> [Task goal] Write out the salmon nutrition text below word for word, starting with "During the summer" and going on through "about heart health.".

> [Excerpted text]

During the summer months, Alaska’s salmon head toward freshwater with fishermen in tow– and rightfully so. This nutrient-rich fish is ideal for those searching for a heart-healthy and more balanced diet, packing a lean 230 calories and 26 grams of protein in a 3.5 oz. filet. Unlike other sources of protein, salmon is not high in saturated fat, making it optimal for those concerned about heart health.
Diets rich in salmon hold many health benefits, in part due to salmon’s high content of omega-3 fatty acids. This type of fatty acid not only benefits the hearts of healthy people but those at risk of or suffering from cardiovascular disease. For example, research has shown that omega-3 fatty acids have the potential to decrease the risk of arrhythmia (also known as abnormal heartbeat), a condition that can lead to sudden death. By including fish in your diet more regularly, you’ll help lower your blood pressure and heart rate while reducing inflammation and the risk of blood clotting.

> [Records]
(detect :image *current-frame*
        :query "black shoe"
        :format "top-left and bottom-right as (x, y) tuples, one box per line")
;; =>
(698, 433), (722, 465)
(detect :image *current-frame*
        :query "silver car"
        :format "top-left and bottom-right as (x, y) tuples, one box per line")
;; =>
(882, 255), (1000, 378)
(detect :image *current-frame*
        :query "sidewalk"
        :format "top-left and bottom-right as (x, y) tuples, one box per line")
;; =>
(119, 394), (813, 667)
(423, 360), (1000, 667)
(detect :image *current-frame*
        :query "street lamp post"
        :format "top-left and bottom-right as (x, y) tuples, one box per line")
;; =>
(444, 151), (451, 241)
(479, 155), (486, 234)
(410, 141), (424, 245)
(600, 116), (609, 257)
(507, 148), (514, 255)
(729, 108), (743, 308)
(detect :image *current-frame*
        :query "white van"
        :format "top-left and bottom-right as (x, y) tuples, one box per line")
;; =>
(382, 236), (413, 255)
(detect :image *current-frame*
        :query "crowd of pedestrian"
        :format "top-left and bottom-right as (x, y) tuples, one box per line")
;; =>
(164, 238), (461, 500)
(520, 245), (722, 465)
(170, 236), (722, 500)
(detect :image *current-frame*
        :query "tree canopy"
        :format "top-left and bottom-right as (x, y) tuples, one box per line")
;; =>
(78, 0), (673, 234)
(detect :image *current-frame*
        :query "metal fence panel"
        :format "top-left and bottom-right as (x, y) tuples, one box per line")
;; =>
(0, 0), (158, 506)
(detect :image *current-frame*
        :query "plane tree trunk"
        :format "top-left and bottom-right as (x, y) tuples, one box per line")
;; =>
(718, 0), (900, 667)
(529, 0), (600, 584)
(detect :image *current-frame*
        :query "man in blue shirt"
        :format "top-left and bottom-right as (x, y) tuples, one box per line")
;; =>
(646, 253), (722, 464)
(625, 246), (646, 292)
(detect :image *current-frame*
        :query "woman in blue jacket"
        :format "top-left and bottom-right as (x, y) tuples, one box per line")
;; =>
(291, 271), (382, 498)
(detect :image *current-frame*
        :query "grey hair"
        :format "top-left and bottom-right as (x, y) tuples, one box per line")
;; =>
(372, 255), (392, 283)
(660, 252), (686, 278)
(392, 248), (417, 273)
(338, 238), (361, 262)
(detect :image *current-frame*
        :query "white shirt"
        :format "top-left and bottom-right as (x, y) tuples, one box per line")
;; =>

> [Answer to this problem]
During the summer months, Alaska’s salmon head toward freshwater with fishermen in tow– and rightfully so. This nutrient-rich fish is ideal for those searching for a heart-healthy and more balanced diet, packing a lean 230 calories and 26 grams of protein in a 3.5 oz. filet. Unlike other sources of protein, salmon is not high in saturated fat, making it optimal for those concerned about heart health.